__SET EXERCISE A__
In the story about Darrel, where did the narrator and June head after saying their farewells to him?

__SOURCE TEXT__
************

Darrel paused, then smiled, “I’m not going to sit somewhere watching TV, so I come here. Maybe I’ll get a few dollars to get something to eat or maybe I’ll meet someone like you to talk with for a bit.” I felt good for spending some time with Darrel.  As much as he was hungry for food, he was lonely – yearning for someone to talk to. I handed him a little cash, we said our farewells, then June and I headed west to Eugene, Oregon.

 

After reaching my destination and finishing my business, I started the long trek east; headed home. I had a story bouncing around in my head. It was one of those stories that was so clear, there was no way I could forget it. It was the story about Darrel. A little voice kept whispering to me, “You’re going to forget this story if you don’t stop to write it now.” The voice was right and there was a McDonald’s at the next exit, so I pulled off the highway.

 

Near the end of the exit ramp was a sign with golden arches, an arrow to the right and the numbers 3.5 on it. I don’t like it when a sign is posted for a restaurant so far off the path. I pulled right back onto the highway where two exits later there was another McDonalds – this time right off the end of the ramp. I took that exit.

 

When I was walking toward the restaurant, I could see a girl with two sizable duffle bags on the ground, standing near the entrance. People seemed to be going out of their way to avoid her. She had stopped a lady and I could see they were talking briefly.  The woman shook her head as if saying no, then went inside.  Another couple stopped, the man shook his head, and they walked by. A third woman just held her hand up toward the girl and kept walking.

************

__SET EXERCISE B__
From the listing, copy the lines from the one containing "the blurred green" up to and including the one containing "[[233, 51]]", unchanged.

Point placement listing

************

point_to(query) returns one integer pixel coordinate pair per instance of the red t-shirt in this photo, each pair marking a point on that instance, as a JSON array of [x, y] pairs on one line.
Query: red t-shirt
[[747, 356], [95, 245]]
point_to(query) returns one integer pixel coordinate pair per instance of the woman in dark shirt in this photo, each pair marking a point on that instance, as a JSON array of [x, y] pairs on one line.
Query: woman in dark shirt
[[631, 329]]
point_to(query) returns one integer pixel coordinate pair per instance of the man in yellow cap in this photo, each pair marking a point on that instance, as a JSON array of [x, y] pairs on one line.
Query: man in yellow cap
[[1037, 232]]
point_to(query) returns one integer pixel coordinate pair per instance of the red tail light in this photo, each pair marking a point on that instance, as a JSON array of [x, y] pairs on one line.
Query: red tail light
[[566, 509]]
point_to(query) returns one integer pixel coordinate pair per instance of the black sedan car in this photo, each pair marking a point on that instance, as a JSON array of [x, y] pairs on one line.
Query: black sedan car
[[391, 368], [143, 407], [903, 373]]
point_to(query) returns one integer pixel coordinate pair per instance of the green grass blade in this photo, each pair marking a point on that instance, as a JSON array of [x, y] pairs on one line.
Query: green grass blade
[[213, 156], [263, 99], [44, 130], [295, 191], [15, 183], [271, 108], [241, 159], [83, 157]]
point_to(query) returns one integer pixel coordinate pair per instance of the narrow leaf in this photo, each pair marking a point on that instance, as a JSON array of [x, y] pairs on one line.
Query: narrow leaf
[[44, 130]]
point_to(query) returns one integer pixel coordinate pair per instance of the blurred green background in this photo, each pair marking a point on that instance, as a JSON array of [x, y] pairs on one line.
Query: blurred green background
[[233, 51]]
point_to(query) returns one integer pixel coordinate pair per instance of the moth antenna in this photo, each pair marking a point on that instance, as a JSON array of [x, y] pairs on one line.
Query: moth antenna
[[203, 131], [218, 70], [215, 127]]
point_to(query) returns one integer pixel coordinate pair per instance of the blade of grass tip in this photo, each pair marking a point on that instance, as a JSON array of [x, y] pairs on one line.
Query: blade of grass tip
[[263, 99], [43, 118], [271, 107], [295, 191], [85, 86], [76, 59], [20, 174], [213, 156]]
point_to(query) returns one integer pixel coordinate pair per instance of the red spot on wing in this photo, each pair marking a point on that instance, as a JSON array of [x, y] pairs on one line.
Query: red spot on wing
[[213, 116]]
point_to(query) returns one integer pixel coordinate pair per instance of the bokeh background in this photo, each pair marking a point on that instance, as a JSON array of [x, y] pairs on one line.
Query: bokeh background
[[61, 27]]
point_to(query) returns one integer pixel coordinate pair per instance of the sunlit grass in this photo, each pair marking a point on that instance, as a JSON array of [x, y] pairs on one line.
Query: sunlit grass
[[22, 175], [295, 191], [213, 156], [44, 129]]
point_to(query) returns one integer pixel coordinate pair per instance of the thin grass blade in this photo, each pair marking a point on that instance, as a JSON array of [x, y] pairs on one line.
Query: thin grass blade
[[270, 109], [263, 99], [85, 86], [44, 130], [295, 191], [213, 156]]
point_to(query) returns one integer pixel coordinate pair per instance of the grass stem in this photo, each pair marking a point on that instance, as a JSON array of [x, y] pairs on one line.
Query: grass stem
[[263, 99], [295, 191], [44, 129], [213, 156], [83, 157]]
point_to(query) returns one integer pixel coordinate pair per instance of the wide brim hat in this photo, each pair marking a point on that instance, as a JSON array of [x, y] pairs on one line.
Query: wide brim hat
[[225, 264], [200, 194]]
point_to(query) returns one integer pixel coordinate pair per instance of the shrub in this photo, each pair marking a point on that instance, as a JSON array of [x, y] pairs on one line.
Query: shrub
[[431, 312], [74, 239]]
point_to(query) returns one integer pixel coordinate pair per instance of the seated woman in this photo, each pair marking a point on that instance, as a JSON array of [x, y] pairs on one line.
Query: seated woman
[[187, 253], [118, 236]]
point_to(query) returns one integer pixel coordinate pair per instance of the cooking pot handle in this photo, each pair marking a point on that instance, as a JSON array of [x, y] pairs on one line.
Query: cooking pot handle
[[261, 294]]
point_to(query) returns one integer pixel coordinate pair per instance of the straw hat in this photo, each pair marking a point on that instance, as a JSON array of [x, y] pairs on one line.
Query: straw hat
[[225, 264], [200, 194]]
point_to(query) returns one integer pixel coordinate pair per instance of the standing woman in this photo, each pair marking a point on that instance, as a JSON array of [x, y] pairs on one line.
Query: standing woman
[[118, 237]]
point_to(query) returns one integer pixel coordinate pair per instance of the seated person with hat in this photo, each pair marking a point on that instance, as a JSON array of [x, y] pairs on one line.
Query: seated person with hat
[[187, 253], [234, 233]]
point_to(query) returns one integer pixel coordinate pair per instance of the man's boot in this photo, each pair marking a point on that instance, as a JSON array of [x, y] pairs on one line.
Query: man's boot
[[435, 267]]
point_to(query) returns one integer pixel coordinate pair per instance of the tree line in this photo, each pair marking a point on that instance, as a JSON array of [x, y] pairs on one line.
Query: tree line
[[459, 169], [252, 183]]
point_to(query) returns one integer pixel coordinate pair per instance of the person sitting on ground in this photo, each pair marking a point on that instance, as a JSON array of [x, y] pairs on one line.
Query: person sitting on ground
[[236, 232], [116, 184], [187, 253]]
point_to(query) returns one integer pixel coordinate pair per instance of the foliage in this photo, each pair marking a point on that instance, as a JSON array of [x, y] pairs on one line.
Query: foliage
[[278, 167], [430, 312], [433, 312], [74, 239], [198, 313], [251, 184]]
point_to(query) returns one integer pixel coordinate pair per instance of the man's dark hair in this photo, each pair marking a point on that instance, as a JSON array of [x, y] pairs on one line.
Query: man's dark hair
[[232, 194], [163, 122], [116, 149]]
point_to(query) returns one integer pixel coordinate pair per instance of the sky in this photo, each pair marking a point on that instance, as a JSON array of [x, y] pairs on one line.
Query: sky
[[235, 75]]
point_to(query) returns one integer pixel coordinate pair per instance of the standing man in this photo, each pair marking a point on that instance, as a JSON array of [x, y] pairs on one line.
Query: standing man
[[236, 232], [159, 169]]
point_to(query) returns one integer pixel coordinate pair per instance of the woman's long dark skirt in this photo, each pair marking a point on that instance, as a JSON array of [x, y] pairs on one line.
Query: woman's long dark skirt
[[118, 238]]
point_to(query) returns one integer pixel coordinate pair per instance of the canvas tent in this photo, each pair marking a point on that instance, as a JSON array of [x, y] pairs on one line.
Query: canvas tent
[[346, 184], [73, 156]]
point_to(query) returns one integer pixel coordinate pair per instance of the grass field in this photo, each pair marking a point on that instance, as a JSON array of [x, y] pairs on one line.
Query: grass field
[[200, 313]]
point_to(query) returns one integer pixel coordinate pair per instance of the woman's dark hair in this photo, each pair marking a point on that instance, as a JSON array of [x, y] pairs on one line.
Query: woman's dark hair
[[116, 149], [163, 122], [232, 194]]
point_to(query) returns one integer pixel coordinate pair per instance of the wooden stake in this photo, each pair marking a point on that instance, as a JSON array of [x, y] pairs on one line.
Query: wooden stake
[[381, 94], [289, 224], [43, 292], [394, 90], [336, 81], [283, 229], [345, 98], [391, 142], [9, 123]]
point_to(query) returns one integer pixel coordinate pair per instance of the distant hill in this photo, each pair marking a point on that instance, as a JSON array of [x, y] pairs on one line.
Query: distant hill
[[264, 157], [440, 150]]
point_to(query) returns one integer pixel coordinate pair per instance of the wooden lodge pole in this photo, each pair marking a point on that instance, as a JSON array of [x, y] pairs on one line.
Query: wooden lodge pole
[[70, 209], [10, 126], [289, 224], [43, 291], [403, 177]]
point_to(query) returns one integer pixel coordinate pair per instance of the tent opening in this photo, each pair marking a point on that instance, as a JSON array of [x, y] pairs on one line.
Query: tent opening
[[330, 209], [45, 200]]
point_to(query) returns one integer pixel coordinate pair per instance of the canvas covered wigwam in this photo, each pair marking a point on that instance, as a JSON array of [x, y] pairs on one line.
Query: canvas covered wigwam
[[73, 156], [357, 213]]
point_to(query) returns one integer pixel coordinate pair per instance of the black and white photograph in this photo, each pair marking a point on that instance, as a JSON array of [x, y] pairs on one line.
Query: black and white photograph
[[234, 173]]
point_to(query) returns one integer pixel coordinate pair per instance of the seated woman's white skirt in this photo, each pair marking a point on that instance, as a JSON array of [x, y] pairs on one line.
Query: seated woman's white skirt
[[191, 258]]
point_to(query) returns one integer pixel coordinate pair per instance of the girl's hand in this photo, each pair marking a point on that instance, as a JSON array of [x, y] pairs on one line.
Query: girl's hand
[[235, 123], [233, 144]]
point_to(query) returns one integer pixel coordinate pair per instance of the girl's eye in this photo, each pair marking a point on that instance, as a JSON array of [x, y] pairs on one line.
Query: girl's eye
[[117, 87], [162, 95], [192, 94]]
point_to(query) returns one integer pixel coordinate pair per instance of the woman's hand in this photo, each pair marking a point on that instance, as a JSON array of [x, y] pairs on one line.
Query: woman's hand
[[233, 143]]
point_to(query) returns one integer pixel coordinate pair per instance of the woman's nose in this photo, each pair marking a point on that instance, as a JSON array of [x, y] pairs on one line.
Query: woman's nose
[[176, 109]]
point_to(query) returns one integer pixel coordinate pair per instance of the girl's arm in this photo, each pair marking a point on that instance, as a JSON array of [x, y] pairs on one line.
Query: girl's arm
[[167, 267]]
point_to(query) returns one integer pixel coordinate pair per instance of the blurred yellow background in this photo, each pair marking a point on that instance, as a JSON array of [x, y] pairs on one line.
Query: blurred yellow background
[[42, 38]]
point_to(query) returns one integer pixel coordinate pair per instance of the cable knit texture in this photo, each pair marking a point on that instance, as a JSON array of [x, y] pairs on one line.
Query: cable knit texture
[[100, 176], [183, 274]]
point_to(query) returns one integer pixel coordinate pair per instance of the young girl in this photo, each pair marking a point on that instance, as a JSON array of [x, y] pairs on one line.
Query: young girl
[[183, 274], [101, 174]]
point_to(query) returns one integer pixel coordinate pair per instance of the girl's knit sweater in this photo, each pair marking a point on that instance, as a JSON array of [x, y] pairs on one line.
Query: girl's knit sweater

************

__WRITTEN REPLY A__
West to Eugene, Oregon.

__WRITTEN REPLY B__
point_to(query) returns one integer pixel coordinate pair per instance of the blurred green background in this photo, each pair marking a point on that instance, as a JSON array of [x, y] pairs on one line.
Query: blurred green background
[[233, 51]]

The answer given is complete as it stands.